> [INSTRUCTION]
Update every one of the entries below by changing "Reply with" to "Respond with" wherever it occurs, and leave all other wording as it is.

[start of DATA SUPPLIED]

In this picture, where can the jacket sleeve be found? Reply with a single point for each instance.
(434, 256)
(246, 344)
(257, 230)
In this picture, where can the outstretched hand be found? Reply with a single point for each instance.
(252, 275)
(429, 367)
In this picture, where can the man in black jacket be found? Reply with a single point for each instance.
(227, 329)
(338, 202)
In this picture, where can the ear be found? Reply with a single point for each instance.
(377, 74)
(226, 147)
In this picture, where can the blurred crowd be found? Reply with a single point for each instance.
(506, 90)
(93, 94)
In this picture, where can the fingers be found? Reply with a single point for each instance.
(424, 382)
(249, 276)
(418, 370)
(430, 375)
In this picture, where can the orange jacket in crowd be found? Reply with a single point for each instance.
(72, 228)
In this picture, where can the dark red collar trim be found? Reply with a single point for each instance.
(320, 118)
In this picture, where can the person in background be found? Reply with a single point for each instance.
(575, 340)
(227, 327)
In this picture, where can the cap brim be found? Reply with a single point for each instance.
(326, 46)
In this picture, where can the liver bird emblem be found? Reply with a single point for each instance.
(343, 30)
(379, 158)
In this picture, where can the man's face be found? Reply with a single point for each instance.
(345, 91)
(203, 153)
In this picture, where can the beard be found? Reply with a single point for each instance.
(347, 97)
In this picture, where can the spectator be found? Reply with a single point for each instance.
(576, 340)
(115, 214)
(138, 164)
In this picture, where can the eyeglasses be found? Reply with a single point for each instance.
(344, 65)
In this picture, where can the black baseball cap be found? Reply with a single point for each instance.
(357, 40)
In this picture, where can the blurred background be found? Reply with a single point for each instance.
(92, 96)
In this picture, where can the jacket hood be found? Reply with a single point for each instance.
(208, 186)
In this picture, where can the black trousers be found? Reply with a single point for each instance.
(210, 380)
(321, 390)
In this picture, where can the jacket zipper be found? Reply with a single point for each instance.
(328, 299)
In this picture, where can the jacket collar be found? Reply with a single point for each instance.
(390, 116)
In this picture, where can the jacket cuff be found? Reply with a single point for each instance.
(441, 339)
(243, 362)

[end of DATA SUPPLIED]

> [CORRECT ANSWER]
In this picture, where can the jacket sleeve be found? Respond with a single point for each instance.
(434, 256)
(246, 344)
(257, 230)
In this picture, where can the outstretched hand be found? Respond with a single point for each instance.
(252, 275)
(429, 367)
In this picture, where can the man in black jacket be found? Respond with a single point for each instance.
(227, 329)
(338, 202)
In this picture, where can the ear be found? Respond with a single point for each instance.
(377, 74)
(226, 147)
In this picture, where can the blurred crowd be found? Respond with a single point for each instance.
(506, 90)
(93, 94)
In this picture, where can the fingers be found? Respond with a single point for each instance.
(424, 382)
(249, 276)
(418, 370)
(430, 375)
In this picture, where can the orange jacket in crowd be found? Respond with a single point for each instance.
(72, 228)
In this picture, where can the dark red collar trim be found? Respond with a single point for each instance.
(320, 118)
In this picture, where can the person in background be found? Respond with a single point for each instance.
(575, 340)
(227, 327)
In this picture, where can the cap brim be found? Respond with a single point for each instance.
(326, 46)
In this picture, where can the liver bird emblem be found? Respond with a single point for each instance.
(343, 30)
(379, 158)
In this picture, where can the man's face be found? Respond with a single point for each instance.
(345, 91)
(203, 153)
In this picture, where can the beard be found? Respond with a single point for each instance.
(347, 97)
In this picture, where can the spectator be found? Respond with a single point for each instance.
(576, 340)
(115, 214)
(138, 164)
In this picture, where can the eyeglasses be found? Respond with a single point for each instance.
(344, 65)
In this picture, where can the black baseball cap be found? Respond with a single point for each instance.
(357, 40)
In this picture, where can the blurred background be found? Respond with a single point for each instance.
(92, 96)
In this picture, where can the jacket hood be found? Respond with a single point for each instance.
(208, 186)
In this picture, where can the black trousers be found? Respond with a single point for each instance.
(210, 380)
(321, 390)
In this picture, where can the jacket zipper be found? Respond with a single point for each instance.
(328, 299)
In this picture, where can the jacket collar be found? Respond with a single point for each instance.
(390, 116)
In this picture, where can the jacket cuff be found? Respond with a single point for each instance.
(441, 339)
(243, 362)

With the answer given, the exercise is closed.